━━ Record excerpts

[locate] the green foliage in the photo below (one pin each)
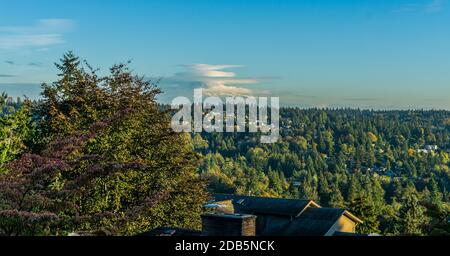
(366, 160)
(364, 209)
(131, 175)
(16, 130)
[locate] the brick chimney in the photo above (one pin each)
(221, 224)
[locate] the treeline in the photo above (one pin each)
(391, 168)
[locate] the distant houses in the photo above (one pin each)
(427, 149)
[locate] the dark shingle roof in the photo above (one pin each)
(269, 206)
(287, 217)
(165, 231)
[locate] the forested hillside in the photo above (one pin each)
(391, 168)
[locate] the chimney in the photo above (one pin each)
(220, 224)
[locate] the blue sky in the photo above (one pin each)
(368, 54)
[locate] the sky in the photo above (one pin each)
(318, 53)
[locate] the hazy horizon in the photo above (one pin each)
(359, 54)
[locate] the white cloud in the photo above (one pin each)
(43, 33)
(215, 79)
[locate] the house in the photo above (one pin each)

━━━━

Could you reproduce the material above with every "photo" swapped for "image", leaving everything else unchanged and the pictures out?

> Correct answer:
[locate] the green foliage in the image below (one pin each)
(366, 160)
(364, 209)
(131, 175)
(16, 130)
[locate] the brick chimney in the image above (one pin each)
(221, 224)
[locate] the treeline in the image above (one pin each)
(391, 168)
[locate] the distant houses in the image above (one pin each)
(427, 149)
[locate] the dark shingle roof in the image above (one pin each)
(269, 206)
(287, 217)
(165, 231)
[locate] the forested hillside in the image above (one pin each)
(391, 168)
[locate] the chimney in the image above (one pin each)
(220, 224)
[locate] the blue sky in the image above (one pin each)
(368, 54)
[locate] the sky in the image above (one pin each)
(318, 53)
[locate] the hazy horizon in the image above (one pin each)
(359, 54)
[locate] the white cloud in the image above (one pin each)
(43, 33)
(215, 79)
[locate] the house in the image above (one pin each)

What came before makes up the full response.